*** Input records Section Begins ***

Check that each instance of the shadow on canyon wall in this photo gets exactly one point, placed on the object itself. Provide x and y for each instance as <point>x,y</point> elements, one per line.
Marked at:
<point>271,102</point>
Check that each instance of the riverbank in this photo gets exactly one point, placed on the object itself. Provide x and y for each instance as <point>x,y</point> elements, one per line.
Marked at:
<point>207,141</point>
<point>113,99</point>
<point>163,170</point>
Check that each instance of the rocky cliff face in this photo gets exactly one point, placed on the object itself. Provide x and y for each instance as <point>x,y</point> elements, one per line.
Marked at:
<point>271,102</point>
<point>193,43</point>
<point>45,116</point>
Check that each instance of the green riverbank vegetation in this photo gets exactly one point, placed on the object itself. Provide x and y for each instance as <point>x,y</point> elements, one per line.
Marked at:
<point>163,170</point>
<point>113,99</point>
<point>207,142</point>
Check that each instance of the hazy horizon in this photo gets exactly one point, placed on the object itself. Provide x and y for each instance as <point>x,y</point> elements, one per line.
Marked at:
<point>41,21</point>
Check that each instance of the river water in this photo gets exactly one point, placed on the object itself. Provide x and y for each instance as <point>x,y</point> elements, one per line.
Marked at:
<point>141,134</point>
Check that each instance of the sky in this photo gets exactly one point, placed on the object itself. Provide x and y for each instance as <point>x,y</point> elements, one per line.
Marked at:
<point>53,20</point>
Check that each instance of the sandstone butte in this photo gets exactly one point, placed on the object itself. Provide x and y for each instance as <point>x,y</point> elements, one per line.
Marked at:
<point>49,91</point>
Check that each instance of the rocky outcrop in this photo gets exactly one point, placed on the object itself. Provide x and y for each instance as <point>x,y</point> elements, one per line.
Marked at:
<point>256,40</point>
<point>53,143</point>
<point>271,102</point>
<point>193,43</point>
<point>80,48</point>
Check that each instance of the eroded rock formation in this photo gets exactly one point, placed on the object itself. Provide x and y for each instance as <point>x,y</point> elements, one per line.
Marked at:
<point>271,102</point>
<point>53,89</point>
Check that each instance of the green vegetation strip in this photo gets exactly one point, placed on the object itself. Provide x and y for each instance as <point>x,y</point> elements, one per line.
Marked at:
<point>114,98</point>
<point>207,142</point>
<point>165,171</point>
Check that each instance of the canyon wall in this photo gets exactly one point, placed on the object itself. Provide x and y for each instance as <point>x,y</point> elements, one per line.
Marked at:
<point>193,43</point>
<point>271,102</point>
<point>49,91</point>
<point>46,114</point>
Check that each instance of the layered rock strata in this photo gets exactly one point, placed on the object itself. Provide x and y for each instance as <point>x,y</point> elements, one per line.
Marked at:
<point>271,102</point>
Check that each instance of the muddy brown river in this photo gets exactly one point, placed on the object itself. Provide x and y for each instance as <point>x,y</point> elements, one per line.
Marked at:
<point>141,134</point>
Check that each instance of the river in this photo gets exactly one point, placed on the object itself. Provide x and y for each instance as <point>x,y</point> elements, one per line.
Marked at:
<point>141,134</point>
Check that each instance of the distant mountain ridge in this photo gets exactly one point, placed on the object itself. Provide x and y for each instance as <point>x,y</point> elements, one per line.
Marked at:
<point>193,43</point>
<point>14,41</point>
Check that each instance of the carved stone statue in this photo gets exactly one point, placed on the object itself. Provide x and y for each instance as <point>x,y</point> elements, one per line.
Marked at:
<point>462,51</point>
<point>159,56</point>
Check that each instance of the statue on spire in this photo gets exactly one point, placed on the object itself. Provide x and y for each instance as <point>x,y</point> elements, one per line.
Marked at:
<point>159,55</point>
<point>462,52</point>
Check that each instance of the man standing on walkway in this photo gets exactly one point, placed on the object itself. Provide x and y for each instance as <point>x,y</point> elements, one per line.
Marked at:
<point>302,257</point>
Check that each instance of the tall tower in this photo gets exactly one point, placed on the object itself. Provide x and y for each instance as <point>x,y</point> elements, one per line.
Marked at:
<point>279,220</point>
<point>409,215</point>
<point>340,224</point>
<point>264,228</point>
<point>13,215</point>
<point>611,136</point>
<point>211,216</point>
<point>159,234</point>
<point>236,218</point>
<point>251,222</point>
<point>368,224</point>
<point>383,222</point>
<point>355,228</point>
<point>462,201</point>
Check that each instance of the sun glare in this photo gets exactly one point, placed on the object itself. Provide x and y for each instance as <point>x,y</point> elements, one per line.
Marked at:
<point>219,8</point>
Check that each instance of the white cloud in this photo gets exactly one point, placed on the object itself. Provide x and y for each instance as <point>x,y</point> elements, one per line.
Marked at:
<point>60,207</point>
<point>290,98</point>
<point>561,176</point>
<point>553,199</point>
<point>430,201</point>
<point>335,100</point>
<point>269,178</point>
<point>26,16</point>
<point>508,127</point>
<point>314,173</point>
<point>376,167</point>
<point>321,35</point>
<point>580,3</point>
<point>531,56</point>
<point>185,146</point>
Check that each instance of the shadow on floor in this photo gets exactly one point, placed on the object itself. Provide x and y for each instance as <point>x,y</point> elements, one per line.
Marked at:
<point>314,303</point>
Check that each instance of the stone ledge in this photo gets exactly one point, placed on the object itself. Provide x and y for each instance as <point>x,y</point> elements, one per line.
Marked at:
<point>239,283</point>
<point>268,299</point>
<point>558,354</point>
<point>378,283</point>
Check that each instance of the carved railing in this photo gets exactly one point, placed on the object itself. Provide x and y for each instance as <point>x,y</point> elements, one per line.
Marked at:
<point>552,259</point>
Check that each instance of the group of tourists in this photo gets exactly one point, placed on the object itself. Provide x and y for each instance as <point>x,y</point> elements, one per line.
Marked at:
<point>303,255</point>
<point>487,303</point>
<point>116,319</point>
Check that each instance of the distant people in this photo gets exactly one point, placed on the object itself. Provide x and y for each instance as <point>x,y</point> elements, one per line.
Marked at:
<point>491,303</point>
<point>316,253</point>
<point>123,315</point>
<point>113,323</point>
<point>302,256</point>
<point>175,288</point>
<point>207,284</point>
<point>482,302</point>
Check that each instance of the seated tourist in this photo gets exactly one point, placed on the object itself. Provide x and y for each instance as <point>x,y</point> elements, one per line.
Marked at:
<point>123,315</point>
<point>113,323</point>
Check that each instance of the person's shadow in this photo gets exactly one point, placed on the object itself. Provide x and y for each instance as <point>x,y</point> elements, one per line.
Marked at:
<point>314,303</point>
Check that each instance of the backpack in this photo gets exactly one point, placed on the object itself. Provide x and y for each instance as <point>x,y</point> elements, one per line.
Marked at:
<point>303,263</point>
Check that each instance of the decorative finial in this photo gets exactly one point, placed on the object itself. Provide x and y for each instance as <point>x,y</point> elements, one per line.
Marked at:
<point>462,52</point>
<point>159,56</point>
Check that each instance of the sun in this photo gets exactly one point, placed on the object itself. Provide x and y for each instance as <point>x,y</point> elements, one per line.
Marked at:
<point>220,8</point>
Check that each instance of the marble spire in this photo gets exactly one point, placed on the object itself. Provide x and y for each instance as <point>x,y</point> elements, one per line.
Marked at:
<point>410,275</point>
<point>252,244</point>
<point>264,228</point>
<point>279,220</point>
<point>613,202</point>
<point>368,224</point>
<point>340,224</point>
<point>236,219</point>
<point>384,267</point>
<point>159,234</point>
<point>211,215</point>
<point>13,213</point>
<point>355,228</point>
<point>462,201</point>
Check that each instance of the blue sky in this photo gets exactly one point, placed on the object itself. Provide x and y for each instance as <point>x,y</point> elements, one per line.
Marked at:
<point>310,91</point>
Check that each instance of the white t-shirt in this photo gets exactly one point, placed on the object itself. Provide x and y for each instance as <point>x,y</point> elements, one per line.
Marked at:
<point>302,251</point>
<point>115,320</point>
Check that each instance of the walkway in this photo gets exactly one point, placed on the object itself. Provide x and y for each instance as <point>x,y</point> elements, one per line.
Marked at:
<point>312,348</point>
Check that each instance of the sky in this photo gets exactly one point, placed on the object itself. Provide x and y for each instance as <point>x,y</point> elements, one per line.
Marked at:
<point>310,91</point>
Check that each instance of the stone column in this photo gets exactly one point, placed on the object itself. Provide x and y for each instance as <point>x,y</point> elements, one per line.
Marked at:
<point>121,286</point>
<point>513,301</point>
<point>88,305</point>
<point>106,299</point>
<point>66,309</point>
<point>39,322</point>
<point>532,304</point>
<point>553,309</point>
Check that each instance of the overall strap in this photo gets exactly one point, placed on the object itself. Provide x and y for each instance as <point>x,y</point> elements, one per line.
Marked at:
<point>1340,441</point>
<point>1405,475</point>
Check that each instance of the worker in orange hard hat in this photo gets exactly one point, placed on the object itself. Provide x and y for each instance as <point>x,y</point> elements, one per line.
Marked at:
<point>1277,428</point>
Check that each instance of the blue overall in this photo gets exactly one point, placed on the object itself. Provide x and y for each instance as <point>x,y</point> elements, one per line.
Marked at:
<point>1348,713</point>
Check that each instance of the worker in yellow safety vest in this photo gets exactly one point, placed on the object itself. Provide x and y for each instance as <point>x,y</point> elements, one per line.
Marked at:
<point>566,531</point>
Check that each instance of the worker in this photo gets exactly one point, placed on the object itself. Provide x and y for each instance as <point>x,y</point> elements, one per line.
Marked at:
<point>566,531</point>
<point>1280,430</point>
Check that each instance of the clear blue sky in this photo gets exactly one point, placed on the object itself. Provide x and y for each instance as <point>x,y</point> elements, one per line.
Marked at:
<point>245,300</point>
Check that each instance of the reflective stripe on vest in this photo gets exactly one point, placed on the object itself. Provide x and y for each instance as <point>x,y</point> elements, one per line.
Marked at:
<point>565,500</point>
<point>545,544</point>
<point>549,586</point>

*** Input records Section Ends ***

## Work instruction
Output the data exactly, from the first line through the line that holds "Check that each instance of the sandstone", so that no later line appears.

## Response
Check that each instance of the shadow on canyon wall in this photo gets exactly one point, placed on the object itself. Provide x and y for each instance as <point>x,y</point> elements, one per line.
Marked at:
<point>271,102</point>
Check that each instance of the riverbank in this photo gets exactly one point, placed on the object itself. Provide x and y for each instance as <point>x,y</point> elements, one per line.
Marked at:
<point>207,141</point>
<point>113,99</point>
<point>163,170</point>
Check that each instance of the rocky cliff face in this photo gets exactly one point, placed on the object itself. Provide x and y for each instance as <point>x,y</point> elements, one per line.
Marked at:
<point>271,102</point>
<point>193,43</point>
<point>45,116</point>
Check that each instance of the green riverbank vegetation in this photo gets exactly one point, placed on the object itself. Provide x and y for each instance as <point>x,y</point> elements, one per line.
Marked at:
<point>163,170</point>
<point>113,99</point>
<point>207,142</point>
Check that each instance of the hazy horizon in this photo gets exactly one point, placed on the object itself. Provide x and y for each instance as <point>x,y</point> elements, one per line.
Marked at:
<point>41,21</point>
Check that each instance of the river water in this photo gets exactly one point, placed on the object itself. Provide x and y for each instance as <point>x,y</point> elements, one per line.
Marked at:
<point>141,134</point>
Check that each instance of the sky in this photo gets exactly one point, placed on the object itself. Provide x and y for each instance as <point>x,y</point> elements, one per line.
Marked at:
<point>53,20</point>
Check that each instance of the sandstone butte in this photo gets exactly one point, placed on the object itself. Provide x and y for each instance as <point>x,y</point> elements, one per line.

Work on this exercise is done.